Once the pictures have been set aside, copy every remaining entry exactly.
═════ Exercise data
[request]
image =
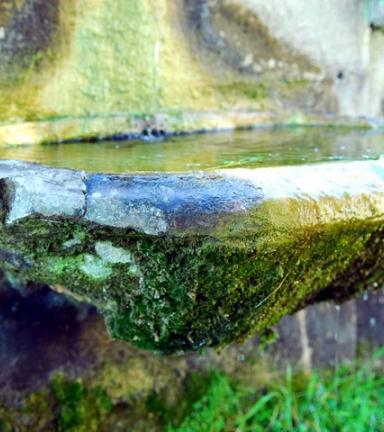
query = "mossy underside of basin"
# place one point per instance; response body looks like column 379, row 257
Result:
══════════
The completed task:
[request]
image =
query = "mossy underside of basin"
# place one point per instance; response body looks like column 379, row 257
Result:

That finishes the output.